[Data under study — start]
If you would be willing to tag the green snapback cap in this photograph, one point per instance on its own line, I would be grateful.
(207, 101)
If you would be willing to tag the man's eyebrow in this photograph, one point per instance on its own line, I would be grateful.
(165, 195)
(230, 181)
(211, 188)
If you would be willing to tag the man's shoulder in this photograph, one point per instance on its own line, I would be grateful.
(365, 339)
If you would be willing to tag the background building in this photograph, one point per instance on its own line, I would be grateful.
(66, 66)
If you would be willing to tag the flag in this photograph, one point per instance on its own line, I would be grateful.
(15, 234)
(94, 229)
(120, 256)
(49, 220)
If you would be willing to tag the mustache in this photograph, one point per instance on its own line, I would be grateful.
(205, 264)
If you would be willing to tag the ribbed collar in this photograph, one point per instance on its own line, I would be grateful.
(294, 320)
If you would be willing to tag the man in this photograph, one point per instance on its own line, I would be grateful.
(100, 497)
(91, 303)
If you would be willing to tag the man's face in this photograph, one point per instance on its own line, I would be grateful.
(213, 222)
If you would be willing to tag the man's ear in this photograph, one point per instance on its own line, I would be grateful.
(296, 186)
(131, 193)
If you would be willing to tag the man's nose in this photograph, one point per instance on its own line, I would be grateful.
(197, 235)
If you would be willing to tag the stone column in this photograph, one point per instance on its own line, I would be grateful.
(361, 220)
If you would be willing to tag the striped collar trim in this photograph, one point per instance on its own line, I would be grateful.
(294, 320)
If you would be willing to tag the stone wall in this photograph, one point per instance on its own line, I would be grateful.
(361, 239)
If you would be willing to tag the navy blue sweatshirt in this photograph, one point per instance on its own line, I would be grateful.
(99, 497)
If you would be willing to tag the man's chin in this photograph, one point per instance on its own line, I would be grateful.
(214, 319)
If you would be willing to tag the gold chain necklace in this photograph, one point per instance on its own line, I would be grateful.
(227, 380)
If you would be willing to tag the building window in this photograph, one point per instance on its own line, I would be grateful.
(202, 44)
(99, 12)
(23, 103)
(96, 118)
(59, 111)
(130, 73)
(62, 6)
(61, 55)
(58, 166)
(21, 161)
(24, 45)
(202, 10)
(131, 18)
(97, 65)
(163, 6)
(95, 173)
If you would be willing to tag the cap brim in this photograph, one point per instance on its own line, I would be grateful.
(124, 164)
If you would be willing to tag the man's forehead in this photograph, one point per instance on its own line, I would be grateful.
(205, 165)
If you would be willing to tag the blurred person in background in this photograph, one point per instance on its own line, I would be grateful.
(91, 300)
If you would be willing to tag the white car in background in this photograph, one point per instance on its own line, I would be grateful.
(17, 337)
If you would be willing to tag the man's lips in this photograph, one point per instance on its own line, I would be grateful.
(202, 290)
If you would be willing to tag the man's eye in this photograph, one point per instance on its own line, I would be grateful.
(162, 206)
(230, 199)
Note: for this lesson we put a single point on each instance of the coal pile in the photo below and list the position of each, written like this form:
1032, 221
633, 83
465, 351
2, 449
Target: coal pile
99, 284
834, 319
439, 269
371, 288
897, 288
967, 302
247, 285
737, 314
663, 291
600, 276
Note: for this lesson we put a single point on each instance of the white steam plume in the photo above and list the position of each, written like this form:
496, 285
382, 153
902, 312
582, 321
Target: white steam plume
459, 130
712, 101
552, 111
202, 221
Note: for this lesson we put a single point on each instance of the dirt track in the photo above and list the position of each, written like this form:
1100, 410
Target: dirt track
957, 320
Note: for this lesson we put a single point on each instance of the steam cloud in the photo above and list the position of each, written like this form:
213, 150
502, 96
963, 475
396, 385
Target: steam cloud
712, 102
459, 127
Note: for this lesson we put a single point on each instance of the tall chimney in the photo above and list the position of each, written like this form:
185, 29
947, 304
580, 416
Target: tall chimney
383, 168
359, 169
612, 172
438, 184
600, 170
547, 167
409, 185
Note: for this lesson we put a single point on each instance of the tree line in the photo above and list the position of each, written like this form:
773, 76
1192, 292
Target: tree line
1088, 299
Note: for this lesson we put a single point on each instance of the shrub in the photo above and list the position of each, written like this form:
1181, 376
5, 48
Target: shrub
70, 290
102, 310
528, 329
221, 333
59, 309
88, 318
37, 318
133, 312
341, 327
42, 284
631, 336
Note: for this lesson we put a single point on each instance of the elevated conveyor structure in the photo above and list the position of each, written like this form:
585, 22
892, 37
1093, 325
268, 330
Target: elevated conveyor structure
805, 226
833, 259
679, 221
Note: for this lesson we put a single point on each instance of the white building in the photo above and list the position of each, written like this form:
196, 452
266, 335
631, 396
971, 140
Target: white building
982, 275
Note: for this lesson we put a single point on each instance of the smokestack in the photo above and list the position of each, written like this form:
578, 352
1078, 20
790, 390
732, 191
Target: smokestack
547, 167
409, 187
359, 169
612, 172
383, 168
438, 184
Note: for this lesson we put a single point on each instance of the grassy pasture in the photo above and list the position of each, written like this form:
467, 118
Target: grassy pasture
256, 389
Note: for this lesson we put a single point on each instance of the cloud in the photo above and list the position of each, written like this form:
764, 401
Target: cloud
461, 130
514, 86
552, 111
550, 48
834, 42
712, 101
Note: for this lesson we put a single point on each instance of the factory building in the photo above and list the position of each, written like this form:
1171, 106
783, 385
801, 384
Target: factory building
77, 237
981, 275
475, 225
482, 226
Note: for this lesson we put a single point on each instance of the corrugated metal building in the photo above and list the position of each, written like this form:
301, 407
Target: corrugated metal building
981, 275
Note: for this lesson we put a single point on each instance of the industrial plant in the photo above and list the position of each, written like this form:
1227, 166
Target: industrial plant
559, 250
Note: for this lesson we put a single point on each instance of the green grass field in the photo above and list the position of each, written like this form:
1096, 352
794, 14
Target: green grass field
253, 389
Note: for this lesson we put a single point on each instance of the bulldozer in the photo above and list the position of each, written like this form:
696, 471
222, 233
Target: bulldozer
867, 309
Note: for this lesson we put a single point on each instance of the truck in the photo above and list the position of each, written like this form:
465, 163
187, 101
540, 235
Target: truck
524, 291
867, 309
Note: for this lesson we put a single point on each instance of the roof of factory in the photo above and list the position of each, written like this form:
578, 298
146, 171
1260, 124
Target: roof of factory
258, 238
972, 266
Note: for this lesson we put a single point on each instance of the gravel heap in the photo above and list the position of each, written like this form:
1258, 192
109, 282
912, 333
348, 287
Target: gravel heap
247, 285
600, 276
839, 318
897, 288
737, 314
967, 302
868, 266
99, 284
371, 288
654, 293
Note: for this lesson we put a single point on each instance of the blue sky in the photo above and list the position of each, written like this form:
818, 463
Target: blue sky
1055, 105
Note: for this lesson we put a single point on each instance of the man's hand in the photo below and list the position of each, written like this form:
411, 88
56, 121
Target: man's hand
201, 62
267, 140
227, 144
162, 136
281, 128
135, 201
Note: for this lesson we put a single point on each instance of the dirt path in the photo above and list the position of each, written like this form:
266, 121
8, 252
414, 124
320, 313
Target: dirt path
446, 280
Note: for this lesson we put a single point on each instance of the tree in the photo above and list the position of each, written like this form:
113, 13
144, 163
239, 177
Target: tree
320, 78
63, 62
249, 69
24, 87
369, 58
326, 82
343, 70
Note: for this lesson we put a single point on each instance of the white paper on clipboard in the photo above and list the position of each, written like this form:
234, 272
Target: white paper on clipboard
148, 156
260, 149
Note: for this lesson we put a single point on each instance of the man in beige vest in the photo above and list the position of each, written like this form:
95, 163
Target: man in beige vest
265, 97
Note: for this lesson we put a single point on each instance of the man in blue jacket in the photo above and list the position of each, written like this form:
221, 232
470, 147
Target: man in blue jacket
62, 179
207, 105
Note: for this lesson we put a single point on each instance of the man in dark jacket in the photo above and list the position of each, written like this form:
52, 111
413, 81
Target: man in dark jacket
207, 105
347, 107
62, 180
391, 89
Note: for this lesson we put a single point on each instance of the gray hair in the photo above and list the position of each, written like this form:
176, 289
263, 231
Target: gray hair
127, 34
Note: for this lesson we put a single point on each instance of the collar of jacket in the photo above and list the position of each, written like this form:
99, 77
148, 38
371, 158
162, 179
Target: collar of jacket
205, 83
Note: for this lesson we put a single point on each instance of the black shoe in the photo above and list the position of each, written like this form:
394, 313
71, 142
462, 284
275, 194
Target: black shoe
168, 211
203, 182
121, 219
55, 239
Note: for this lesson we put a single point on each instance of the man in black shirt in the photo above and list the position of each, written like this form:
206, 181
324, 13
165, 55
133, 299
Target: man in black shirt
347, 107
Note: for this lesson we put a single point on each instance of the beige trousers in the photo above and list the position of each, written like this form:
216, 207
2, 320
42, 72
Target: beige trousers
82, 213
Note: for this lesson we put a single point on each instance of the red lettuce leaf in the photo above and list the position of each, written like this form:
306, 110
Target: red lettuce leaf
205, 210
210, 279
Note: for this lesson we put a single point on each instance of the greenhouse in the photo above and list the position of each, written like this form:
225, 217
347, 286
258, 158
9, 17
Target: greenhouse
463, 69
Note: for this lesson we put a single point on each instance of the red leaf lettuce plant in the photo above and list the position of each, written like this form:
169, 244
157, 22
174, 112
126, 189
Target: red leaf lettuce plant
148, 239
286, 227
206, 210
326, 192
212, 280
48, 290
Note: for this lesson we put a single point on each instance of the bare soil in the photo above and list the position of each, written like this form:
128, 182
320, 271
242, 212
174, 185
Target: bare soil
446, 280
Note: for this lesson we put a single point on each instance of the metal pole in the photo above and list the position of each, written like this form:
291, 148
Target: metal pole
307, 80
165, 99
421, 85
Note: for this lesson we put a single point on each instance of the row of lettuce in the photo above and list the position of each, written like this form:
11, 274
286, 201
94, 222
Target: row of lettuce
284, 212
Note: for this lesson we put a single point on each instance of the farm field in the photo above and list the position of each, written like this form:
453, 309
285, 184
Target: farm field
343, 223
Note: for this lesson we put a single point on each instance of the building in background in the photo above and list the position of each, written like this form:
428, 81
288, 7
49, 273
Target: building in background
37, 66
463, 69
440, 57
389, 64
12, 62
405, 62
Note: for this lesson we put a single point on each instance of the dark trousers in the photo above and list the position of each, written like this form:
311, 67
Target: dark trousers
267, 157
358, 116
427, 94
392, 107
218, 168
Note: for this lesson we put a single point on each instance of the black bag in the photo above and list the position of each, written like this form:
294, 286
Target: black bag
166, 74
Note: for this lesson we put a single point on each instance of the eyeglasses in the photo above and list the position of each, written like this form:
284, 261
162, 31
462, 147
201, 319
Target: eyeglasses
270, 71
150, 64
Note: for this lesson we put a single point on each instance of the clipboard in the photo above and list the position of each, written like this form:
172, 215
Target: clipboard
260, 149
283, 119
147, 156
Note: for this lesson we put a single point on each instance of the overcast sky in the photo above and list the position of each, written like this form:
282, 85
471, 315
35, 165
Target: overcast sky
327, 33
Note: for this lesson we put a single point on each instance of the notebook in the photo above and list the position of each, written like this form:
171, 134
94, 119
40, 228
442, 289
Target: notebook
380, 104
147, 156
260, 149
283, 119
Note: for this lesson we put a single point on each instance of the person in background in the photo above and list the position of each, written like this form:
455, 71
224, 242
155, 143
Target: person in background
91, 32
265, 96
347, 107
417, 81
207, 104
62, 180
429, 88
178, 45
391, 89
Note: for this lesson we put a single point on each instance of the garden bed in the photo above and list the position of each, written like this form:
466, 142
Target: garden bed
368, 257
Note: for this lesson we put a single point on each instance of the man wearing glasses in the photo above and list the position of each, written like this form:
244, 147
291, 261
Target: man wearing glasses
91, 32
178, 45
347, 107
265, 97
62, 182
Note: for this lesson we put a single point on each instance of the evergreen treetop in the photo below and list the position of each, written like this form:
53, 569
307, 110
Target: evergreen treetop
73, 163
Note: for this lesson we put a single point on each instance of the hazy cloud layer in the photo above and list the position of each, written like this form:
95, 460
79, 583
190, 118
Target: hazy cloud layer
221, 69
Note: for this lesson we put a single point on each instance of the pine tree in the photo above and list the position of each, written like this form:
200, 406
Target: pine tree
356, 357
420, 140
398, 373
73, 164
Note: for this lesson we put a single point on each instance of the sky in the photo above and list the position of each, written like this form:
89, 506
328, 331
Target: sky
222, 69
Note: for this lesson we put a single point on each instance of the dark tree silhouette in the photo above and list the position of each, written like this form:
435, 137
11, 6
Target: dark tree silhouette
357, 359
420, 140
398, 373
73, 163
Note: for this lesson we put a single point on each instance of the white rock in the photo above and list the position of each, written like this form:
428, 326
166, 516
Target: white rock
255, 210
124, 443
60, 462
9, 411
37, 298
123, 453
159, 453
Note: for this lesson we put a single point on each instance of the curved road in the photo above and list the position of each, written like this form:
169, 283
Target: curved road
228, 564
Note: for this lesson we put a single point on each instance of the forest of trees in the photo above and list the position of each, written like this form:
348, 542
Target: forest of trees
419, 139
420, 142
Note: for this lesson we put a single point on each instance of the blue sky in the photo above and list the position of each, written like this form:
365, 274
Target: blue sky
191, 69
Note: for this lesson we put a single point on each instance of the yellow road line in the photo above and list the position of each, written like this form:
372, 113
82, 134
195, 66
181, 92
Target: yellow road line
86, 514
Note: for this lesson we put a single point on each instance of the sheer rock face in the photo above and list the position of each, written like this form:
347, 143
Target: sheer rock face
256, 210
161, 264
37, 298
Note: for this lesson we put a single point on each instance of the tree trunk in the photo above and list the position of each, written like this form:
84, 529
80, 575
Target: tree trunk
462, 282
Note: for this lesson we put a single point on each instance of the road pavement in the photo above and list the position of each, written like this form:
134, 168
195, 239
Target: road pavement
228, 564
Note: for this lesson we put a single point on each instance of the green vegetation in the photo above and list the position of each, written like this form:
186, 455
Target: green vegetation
[Data under study — finish]
■ **Task goal**:
Which lines above hold the string "below"? Please copy all of them.

■ **Task output**:
Note: for this lesson we put a single point on each instance of the coal pile in the photo below and list the position of each, written like this form:
Note: for this lesson we put a single point on each instance of the man's hand in the photo below and list the position of each, written like this form:
Note: for this lesson we put a single point on each instance of the evergreen treetop in the photo below and list the position of each, written like this form:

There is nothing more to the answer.